__Document excerpt__
* Begin *

3 Essentials to MES/MOM Excellence

As much as I speak of the need to bring manufacturing onshore, the spread of consumers for large manufacturers means the need for “local focus, global reach”

Two key trends are driving the need for global manufacturing networks: the rise of the 4th Industrial Revolution (4IR) and a shift toward global markets. The 4IR drivers of smarter and more personalized products, delivered faster necessitates that organizations optimize their supply chains for rapid fulfillment and delivery.

The modern consumer demands a broader selection of products combined with free one- or two-day shipping.

This pressure is further compounded by the huge growth of global markets. Over the next 5yrs, global consumption is expected to reach $62 trillion and the emerging consumers will account for more than half of the world’s population.

For many consumer goods companies, retailers, and manufacturers, remaining financially viable means thinking — and operating — globally.

This Part-1 of some thinking around choosing the MOM Platform and the global rollout….

The global manufacturing network

A global manufacturing network is the interconnecting of functions, operations, and transactions needed to bring a product from prototyping to customer delivery. It’s closely connected to complex supply chain management and well-suited for the 4IR manufacturing model.

Creating a well organized and robust global partner networks helps to reduce production costs and brings greater agility in ever-changing and uncertain times.

Above all else, it frees you up to focus on innovation. By delegating key aspects of manufacturing and supply chain management to trusted networks, product teams have more free time to innovate. Furthermore, expanding overseas brings an organization access to new technologies, new processes, and new streams of revenue.

Leading firms are racing to standardize and harmonize their processes and systems on a global scale in an effort to ensure the right products are delivered on-time, on-quality, and on-volume.

A commercial break

The first step to accomplish this global network goal is making the decision to manage your operations globally. Selecting the right process and technology comes first and this is where we come in. 1st up, select the right business partner to help you through this intial “what’s best for me”. Love to help!

* End *

__What you need to do__
Reproduce the whole manufacturing post word for word. The data that comes next is separate from the manufacturing post.

__Supplied material__

* Begin *

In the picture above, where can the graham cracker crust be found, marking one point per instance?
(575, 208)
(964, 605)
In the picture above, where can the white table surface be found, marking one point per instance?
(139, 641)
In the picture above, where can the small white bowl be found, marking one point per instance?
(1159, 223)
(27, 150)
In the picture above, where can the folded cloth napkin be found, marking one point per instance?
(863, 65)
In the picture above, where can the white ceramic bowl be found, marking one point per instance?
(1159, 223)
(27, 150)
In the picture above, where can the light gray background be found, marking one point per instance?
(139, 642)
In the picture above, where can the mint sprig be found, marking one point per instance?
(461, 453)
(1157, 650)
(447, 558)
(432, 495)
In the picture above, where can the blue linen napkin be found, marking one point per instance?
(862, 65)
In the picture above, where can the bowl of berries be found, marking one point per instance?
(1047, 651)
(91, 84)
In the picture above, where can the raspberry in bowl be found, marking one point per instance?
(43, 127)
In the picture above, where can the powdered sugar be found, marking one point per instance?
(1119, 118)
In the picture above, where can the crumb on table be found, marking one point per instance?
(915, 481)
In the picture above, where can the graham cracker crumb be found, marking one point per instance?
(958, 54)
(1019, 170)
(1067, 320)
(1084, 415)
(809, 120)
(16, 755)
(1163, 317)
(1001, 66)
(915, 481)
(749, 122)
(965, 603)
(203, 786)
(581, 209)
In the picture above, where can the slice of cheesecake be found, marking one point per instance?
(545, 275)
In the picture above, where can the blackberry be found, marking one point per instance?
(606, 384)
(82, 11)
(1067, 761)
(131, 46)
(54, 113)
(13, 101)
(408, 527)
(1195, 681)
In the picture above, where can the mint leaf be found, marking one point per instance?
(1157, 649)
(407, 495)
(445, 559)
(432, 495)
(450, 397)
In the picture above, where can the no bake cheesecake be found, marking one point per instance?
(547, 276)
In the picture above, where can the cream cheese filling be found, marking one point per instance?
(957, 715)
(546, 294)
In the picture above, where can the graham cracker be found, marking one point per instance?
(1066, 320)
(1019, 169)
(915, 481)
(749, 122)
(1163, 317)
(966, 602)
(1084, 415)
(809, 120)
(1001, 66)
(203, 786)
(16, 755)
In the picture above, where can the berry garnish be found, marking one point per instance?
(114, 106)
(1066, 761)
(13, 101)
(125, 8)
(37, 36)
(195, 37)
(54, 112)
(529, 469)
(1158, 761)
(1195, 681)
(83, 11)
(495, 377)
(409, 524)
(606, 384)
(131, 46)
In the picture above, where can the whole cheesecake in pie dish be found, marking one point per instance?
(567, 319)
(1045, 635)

* End *
* Begin *

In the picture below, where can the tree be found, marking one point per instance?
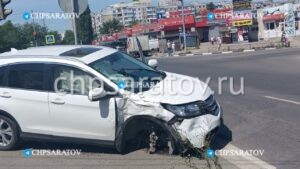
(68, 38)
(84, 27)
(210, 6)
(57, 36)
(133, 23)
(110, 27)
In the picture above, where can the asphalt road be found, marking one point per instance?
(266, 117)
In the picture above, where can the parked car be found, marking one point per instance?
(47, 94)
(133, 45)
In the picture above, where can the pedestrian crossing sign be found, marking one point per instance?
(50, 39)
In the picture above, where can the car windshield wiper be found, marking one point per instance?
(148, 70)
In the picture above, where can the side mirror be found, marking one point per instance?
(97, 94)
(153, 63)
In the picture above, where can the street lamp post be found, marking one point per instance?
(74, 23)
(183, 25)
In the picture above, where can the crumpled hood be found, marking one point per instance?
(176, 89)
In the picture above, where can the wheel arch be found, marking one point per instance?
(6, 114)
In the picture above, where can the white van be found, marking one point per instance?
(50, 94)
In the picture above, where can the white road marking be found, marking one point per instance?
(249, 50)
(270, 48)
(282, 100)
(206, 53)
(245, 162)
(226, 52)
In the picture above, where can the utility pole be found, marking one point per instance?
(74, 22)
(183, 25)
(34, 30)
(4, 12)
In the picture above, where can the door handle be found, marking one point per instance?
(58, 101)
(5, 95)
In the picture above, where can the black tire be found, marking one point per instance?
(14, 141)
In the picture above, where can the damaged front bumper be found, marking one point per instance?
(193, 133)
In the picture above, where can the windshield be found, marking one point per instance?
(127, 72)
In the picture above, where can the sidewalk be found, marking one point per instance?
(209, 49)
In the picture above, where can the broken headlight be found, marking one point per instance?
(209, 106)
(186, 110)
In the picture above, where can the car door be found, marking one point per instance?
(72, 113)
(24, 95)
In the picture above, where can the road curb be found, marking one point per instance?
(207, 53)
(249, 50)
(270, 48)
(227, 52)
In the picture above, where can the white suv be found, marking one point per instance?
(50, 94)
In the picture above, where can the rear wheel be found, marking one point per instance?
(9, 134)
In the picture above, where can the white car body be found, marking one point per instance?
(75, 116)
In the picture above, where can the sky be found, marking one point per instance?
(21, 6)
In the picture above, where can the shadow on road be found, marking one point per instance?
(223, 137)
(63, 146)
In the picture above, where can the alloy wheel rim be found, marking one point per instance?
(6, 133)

* End *

__Correct answer__
3 Essentials to MES/MOM Excellence

As much as I speak of the need to bring manufacturing onshore, the spread of consumers for large manufacturers means the need for “local focus, global reach”

Two key trends are driving the need for global manufacturing networks: the rise of the 4th Industrial Revolution (4IR) and a shift toward global markets. The 4IR drivers of smarter and more personalized products, delivered faster necessitates that organizations optimize their supply chains for rapid fulfillment and delivery.

The modern consumer demands a broader selection of products combined with free one- or two-day shipping.

This pressure is further compounded by the huge growth of global markets. Over the next 5yrs, global consumption is expected to reach $62 trillion and the emerging consumers will account for more than half of the world’s population.

For many consumer goods companies, retailers, and manufacturers, remaining financially viable means thinking — and operating — globally.

This Part-1 of some thinking around choosing the MOM Platform and the global rollout….

The global manufacturing network

A global manufacturing network is the interconnecting of functions, operations, and transactions needed to bring a product from prototyping to customer delivery. It’s closely connected to complex supply chain management and well-suited for the 4IR manufacturing model.

Creating a well organized and robust global partner networks helps to reduce production costs and brings greater agility in ever-changing and uncertain times.

Above all else, it frees you up to focus on innovation. By delegating key aspects of manufacturing and supply chain management to trusted networks, product teams have more free time to innovate. Furthermore, expanding overseas brings an organization access to new technologies, new processes, and new streams of revenue.

Leading firms are racing to standardize and harmonize their processes and systems on a global scale in an effort to ensure the right products are delivered on-time, on-quality, and on-volume.

A commercial break

The first step to accomplish this global network goal is making the decision to manage your operations globally. Selecting the right process and technology comes first and this is where we come in. 1st up, select the right business partner to help you through this intial “what’s best for me”. Love to help!